The 2nd Combat Engineer Battalion was activated on 1 November 1940 in order to support the 2nd Marine Brigade. With existing Company A and the activation of the Headquarters and Service Company, Companies B and C were organized 6 December 1940 in San Diego, California. On 1 April 1941, the battalion was assigned to Division Special Troops of the 2nd Marine Division. On 4 November 1941, 2nd Engineer Battalion was relocated to Marine Barracks, Navy Yard, Pearl Harbor, Hawaii. Upon Arrival, Headquarters and Service Company and Company A were assigned to Construct Camp Caitlin, Oahu.

The 2nd Engineer Battalion was relocated on 13 May 1942 to Camp Elliot, San Diego. From here, engineers from Company A embarked for Guadalcanal, and participated in the landing on that island. On 8 September 1942 2nd Engineer Battalion was redesignated as "1st Battalion, 18th Marines". During World War II, the engineers of 18th Marines participated in Campaigns on Guadalcanal, Tarawa, Saipan, Tinian, and Okinawa. 18th Marines was redesignated 16 August 1944 as the 2nd Engineer Battalion. On 23 September 1945, 2nd Engineer Battalion was redeployed to Nagasaki, Japan to begin its duty with the Occupational Force.

The 2d Engineer Battalion relocated to Marine Corps Base Camp Lejeune, during July 1946. A major redesignation took place on 17 May 1958 with 2nd Engineer Battalion becoming the 2nd Pioneer Battalion, 2nd Marine Division. Engineers with Battalion Landing Team's 1/8, 3/6, and 2/2 landed in Lebanon during the summer of 1958. The 2nd Pioneer Battalion maintained a combat-ready posture during the October/November Cuban Missile Crisis while on maneuvers in the Caribbean. Another change of designation took place on 1 April 1976 when the 2nd Pioneer Battalion returned to its former designation as the 2nd Engineer Battalion. During the spring of 1965, Marines from 2nd Engineer Battalion landed in the Dominican Republic on a peace keeping mission. Also, training exercises in numerous European and South American countries were supported by Marines from 2nd Engineer Battalion, who participated in civic action projects. On 15 April 1976 the 2nd Engineer Battalion was designated as 2nd Combat Engineer Battalion.

========

> **What you are asked to do**
Decide whether each statement agrees with the battalion history, and support each yes or no by quoting the deciding words from it. 1. The battalion was activated on 1 November 1940 to support the 2nd Marine Brigade. 2. Companies B and C were organized at Pearl Harbor, Hawaii. 3. On 17 May 1958 the 2nd Engineer Battalion became the 2nd Pioneer Battalion, 2nd Marine Division.

> **Records**
========

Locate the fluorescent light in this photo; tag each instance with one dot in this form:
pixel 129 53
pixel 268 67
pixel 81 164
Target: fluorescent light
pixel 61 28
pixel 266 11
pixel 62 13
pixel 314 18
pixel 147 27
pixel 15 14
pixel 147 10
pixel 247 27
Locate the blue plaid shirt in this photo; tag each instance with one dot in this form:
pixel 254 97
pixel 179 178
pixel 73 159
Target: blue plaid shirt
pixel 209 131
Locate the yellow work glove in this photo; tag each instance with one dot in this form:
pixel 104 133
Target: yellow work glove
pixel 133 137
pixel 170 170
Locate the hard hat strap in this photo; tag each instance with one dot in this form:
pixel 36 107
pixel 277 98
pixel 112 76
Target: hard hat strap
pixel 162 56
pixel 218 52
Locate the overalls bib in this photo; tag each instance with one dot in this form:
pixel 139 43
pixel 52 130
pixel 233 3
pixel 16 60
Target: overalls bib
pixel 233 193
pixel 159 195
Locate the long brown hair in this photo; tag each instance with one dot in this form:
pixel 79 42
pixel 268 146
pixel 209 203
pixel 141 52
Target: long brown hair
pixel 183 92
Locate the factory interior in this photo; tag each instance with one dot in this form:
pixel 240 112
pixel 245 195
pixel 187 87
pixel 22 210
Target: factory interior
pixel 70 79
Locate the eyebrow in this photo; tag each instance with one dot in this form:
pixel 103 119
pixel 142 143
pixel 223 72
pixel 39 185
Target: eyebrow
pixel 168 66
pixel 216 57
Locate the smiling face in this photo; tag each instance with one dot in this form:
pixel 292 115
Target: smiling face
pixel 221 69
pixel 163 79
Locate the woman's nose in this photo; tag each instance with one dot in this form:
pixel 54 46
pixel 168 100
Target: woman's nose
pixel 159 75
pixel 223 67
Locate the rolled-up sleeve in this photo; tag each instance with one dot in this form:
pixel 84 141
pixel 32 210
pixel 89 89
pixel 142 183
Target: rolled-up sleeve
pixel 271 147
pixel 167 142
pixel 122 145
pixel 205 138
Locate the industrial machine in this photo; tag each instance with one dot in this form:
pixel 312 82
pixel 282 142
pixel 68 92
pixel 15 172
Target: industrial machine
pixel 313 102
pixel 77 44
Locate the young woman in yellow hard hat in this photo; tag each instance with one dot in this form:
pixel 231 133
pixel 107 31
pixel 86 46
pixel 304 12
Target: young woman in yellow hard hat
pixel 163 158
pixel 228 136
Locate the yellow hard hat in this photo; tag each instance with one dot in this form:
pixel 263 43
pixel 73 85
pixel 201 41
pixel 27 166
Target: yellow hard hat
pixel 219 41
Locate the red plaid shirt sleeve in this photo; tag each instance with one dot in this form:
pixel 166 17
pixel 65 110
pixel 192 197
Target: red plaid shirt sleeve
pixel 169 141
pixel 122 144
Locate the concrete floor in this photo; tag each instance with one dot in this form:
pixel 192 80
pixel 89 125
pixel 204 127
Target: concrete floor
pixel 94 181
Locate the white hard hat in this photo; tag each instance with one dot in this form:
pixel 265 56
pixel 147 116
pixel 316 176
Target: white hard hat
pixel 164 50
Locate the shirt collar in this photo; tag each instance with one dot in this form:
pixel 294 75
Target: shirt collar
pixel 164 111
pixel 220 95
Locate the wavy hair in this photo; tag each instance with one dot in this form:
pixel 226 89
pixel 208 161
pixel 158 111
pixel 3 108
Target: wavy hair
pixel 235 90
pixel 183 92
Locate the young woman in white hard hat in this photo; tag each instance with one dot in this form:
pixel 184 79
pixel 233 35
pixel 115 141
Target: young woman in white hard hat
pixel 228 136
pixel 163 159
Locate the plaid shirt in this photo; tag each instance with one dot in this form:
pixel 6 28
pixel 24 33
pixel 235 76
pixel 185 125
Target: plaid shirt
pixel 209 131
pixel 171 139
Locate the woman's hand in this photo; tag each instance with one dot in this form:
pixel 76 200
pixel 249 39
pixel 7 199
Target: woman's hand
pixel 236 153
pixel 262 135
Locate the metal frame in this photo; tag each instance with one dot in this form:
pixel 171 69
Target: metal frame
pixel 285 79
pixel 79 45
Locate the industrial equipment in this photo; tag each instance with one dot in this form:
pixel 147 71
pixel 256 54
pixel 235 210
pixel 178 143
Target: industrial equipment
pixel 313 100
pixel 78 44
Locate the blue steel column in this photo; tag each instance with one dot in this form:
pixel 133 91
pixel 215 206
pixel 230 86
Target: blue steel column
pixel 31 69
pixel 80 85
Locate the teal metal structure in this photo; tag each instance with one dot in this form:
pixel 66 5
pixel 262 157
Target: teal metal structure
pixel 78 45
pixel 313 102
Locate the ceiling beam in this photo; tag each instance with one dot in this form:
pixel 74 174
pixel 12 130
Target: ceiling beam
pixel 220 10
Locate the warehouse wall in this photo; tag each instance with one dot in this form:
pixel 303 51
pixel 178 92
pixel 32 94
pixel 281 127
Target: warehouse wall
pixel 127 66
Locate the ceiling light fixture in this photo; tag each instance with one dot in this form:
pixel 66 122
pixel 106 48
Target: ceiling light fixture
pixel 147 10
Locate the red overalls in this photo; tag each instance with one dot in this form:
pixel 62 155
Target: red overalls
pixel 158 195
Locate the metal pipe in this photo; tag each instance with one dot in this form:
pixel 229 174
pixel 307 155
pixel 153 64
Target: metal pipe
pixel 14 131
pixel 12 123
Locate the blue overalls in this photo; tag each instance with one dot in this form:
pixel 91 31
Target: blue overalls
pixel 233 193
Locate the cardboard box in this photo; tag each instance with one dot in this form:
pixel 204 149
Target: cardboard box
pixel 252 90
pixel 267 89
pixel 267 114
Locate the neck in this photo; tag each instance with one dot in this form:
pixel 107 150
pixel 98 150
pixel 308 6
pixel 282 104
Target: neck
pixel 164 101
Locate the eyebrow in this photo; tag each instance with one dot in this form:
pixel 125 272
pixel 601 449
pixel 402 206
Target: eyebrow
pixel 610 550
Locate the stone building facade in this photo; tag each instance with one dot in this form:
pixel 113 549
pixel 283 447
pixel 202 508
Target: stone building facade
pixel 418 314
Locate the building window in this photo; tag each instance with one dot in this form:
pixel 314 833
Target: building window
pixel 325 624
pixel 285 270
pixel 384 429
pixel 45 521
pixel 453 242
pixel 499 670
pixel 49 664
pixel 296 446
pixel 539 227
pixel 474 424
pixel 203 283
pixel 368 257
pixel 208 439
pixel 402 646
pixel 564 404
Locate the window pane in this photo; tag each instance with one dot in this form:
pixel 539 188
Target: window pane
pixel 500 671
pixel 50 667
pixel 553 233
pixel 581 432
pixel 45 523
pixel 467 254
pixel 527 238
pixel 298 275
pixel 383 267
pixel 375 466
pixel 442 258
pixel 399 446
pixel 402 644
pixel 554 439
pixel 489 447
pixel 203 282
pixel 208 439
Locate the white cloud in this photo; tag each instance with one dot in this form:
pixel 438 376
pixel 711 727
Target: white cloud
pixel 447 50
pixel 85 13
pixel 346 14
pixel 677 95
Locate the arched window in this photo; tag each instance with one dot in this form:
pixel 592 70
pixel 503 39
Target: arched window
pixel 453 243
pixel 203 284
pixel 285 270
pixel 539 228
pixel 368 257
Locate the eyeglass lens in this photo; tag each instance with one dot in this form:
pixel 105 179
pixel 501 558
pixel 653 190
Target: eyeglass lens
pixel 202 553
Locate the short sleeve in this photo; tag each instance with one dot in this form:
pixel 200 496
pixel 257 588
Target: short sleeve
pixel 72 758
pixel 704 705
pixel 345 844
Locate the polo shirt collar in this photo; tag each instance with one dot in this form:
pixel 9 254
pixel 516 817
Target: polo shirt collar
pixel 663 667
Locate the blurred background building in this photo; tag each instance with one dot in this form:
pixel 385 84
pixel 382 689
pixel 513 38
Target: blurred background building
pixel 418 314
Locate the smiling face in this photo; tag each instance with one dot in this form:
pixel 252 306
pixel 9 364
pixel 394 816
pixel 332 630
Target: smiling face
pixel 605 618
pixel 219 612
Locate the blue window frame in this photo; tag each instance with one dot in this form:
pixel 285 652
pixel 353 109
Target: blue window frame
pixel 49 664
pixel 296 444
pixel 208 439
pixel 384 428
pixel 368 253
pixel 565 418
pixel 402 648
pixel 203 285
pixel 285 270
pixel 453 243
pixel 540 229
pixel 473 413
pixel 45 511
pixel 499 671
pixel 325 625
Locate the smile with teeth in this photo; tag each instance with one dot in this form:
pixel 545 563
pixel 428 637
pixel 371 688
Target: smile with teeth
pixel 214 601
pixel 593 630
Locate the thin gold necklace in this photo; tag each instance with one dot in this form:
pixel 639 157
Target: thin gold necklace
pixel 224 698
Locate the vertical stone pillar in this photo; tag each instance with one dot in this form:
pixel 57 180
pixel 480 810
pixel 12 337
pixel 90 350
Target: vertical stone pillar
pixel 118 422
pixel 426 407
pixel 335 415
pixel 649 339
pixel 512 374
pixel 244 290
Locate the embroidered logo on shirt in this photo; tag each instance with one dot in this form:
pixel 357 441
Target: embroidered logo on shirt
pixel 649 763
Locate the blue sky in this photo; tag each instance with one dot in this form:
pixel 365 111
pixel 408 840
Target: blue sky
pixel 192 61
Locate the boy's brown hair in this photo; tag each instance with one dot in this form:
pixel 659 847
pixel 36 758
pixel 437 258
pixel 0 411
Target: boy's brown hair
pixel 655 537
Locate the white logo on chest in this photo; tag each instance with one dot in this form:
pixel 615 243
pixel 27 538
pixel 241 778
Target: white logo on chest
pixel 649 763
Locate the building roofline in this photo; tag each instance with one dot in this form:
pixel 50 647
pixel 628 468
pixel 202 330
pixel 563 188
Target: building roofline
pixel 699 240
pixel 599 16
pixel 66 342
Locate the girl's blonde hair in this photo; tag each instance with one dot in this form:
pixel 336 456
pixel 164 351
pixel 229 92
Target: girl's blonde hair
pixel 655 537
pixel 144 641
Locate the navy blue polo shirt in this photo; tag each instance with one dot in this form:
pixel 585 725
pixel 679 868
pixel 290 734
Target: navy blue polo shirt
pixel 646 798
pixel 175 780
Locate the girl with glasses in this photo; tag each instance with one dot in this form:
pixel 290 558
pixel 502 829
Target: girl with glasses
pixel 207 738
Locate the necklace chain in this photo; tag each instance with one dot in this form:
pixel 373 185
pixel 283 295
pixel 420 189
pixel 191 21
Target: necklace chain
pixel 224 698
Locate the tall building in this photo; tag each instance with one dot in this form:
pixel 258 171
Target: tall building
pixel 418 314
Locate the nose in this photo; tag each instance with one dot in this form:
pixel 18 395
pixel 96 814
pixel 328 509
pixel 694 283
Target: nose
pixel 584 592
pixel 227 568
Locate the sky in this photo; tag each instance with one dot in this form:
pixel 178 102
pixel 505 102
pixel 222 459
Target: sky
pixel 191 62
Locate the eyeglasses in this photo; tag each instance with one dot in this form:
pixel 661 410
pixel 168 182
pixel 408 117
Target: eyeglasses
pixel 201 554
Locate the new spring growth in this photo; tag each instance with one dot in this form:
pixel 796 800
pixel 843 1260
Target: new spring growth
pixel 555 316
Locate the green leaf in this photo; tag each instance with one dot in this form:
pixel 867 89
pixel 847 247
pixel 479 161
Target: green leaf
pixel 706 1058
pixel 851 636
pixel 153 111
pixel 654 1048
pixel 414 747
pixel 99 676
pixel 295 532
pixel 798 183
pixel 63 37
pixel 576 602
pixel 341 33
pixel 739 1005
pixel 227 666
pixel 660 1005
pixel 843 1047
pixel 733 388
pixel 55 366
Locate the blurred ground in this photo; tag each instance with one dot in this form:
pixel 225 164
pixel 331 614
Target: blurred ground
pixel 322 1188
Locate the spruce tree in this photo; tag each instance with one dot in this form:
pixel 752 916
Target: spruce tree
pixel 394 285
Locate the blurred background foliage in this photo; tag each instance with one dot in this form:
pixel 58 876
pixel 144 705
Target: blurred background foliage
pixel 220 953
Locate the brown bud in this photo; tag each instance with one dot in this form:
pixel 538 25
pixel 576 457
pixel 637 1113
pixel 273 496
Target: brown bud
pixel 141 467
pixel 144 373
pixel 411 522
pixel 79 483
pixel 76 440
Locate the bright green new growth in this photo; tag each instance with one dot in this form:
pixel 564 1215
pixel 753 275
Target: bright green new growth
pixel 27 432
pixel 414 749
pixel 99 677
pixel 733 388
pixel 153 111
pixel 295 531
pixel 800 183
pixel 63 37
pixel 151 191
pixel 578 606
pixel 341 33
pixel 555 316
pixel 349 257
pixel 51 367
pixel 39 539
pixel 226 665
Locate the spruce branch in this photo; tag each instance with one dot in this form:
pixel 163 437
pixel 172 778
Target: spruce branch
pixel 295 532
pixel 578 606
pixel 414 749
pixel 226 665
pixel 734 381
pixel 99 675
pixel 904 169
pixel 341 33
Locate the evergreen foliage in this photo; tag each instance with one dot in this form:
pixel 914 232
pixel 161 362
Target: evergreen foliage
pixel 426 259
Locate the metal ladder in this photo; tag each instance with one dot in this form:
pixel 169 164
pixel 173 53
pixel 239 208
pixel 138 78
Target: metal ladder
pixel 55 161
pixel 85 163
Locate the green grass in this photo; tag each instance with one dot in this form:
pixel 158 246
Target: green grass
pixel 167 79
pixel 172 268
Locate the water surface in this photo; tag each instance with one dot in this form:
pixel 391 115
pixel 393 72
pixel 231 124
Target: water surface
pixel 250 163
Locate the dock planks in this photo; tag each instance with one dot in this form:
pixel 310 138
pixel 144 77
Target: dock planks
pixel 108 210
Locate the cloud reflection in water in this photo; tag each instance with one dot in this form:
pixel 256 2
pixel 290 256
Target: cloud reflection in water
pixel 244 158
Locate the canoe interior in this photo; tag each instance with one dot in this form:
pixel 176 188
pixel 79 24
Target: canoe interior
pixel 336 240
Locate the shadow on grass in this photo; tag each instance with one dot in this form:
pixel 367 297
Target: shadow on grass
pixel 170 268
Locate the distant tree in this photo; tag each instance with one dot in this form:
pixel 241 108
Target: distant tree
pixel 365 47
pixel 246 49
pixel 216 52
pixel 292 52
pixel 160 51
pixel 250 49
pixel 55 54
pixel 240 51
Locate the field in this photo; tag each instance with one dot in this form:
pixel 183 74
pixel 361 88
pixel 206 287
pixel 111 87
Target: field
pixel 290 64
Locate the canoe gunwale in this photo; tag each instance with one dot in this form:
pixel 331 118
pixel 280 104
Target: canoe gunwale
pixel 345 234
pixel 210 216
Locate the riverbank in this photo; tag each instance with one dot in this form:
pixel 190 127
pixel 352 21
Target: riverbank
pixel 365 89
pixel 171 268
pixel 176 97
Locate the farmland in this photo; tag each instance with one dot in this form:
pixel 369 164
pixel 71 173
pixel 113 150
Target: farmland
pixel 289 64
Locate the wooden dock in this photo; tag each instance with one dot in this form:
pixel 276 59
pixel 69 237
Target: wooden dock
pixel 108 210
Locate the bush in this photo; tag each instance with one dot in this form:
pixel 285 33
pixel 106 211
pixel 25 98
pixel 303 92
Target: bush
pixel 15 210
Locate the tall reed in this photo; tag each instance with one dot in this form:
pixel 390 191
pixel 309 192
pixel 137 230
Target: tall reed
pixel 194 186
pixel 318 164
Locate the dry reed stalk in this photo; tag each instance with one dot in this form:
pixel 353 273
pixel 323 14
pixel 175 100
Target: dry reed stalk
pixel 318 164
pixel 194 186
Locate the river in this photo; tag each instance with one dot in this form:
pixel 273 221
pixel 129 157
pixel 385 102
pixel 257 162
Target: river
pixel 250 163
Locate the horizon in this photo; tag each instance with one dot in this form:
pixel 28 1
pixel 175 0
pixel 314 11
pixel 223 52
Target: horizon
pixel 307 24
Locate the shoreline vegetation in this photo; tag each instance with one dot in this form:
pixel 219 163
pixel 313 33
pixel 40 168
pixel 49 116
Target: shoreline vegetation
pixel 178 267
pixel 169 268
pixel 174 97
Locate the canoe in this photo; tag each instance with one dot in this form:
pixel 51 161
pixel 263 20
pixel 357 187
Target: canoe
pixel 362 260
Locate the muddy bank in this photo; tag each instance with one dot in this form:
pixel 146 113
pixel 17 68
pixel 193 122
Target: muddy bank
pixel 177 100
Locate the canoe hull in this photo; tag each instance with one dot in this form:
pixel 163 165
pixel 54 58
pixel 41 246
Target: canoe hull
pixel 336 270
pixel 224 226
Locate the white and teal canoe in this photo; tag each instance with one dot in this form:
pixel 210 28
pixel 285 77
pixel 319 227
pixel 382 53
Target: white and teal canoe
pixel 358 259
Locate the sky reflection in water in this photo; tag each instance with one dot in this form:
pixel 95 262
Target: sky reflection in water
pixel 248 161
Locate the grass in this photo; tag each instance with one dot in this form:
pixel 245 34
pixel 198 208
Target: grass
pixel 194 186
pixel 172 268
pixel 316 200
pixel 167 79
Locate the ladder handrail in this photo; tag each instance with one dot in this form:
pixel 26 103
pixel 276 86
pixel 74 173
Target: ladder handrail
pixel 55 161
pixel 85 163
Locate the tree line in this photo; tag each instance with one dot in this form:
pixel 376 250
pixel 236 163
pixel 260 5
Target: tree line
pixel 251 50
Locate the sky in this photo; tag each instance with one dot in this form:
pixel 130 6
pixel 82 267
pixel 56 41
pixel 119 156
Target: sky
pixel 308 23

========

> **Task result**
1. Yes: "The 2nd Combat Engineer Battalion was activated on 1 November 1940 in order to support the 2nd Marine Brigade."
2. No: "Companies B and C were organized 6 December 1940 in San Diego, California."
3. Yes: "A major redesignation took place on 17 May 1958 with 2nd Engineer Battalion becoming the 2nd Pioneer Battalion, 2nd Marine Division."